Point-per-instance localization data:
↓

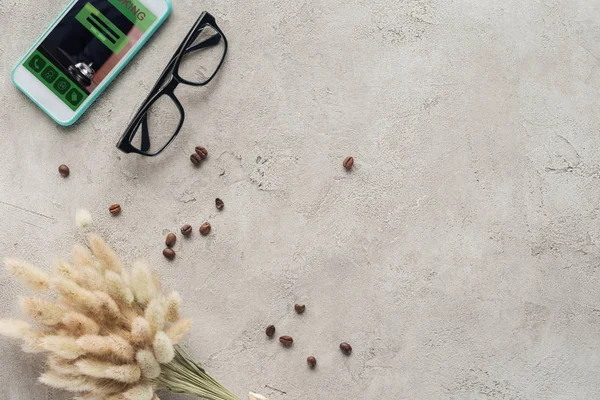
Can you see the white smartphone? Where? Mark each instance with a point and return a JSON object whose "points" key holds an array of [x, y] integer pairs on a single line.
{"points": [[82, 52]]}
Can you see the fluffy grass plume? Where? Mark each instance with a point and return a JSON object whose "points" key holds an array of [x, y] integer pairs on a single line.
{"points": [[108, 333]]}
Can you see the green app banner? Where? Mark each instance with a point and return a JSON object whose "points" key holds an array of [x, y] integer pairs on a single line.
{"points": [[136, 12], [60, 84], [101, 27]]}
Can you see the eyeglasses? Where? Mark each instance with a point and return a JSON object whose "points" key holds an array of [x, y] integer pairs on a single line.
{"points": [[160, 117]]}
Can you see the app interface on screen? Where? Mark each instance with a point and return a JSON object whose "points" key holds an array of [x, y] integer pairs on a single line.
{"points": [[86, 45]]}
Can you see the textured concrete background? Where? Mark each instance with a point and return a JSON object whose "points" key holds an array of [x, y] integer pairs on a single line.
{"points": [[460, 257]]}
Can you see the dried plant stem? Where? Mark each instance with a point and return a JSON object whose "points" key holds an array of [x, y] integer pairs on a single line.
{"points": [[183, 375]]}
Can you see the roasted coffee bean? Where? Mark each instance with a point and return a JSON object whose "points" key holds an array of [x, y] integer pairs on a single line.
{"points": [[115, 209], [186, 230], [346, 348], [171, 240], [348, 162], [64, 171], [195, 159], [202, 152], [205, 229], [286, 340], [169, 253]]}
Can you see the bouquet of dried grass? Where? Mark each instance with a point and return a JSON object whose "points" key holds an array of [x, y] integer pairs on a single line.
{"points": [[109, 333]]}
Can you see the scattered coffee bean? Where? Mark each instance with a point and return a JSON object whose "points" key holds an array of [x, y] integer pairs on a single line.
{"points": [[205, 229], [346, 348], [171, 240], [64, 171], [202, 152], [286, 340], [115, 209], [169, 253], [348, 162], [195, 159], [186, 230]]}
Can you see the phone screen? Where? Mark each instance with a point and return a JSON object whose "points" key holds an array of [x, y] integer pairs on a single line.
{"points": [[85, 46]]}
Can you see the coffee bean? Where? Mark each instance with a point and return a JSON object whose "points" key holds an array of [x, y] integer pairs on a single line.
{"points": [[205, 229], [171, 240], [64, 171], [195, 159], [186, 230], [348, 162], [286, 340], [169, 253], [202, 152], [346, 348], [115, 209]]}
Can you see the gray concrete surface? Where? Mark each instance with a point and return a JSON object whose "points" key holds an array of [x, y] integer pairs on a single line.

↑

| EXERCISE |
Without the images, print all of the lines above exactly.

| SOLUTION FOR THIS TASK |
Can you see the white smartphone? Where? Mark each instance with a point and return a JSON object whose "points" key holds an array of [x, y] integer pairs on a single line.
{"points": [[82, 52]]}
Can you see the fluffy grass plume? Where? Mark each instance with a point and return a JSON object whose "points" key holds an array of [x, y] integer pairs on a single line.
{"points": [[108, 333]]}
Can you see the green app banner? Where? Mark each instance with a point and return a JSON object whose "points" key holds an array of [x, y] integer pairs on a single line.
{"points": [[136, 12], [60, 84], [101, 27]]}
Can you see the eyeglasses? Where? Mark each instance with a point and return a JSON object whose "points" key holds an array of [x, y] integer pairs on a single line.
{"points": [[160, 117]]}
Can you see the app interface on screen? Where? Mark each instance with a point and return a JSON object whose "points" key holds an array of [x, y] integer pairs on a single line.
{"points": [[86, 45]]}
Can you see the textured concrete background? Where? Mark each instance with a point and return a JSON object whose "points" key holds an array of [x, y] integer pairs on a single line.
{"points": [[460, 257]]}
Can you see the dried plant stem? Where? Mark each instance with a point and return a JSON object whose "points" key holds an array of [x, y] integer pairs on a single line.
{"points": [[183, 375]]}
Can you see the roasted coffee bean? Where? Mark each instance with a point and return a JSON object whose "points" key holds an array of [x, y] integer pairs on a single line.
{"points": [[115, 209], [186, 230], [346, 348], [171, 240], [348, 162], [64, 171], [195, 159], [202, 152], [205, 229], [286, 340], [169, 253]]}
Can you see the bouquet of dried grass? Where? Mark each instance with a point and return a JSON object whose "points" key holds an array of [x, y] integer pairs on a single line.
{"points": [[109, 333]]}
Can you see the scattered coffee bean? Where? Mark each instance with a point and return a JSON object whose "points" key holds an array of [x, y] integer pairs on a single line.
{"points": [[205, 229], [346, 348], [171, 240], [64, 171], [202, 152], [286, 340], [115, 209], [169, 253], [348, 162], [195, 159], [186, 230]]}
Can you see the phone screen? Where? Mark each instance with a point and return a JSON object whose "points" key holds an array of [x, y] integer pairs on a single line.
{"points": [[85, 46]]}
Can you see the coffee bean? Where? Mark each instance with a point and return a JSON object whose "points" key holds an array of [x, y] integer pairs on a single line.
{"points": [[205, 229], [171, 240], [64, 171], [195, 159], [186, 230], [348, 162], [286, 340], [169, 253], [202, 152], [346, 348], [115, 209]]}
Can you see the gray concrete surface? Where? Mark each instance with a point and return a JSON object whose "points" key holds an array of [x, y] integer pairs on a single line.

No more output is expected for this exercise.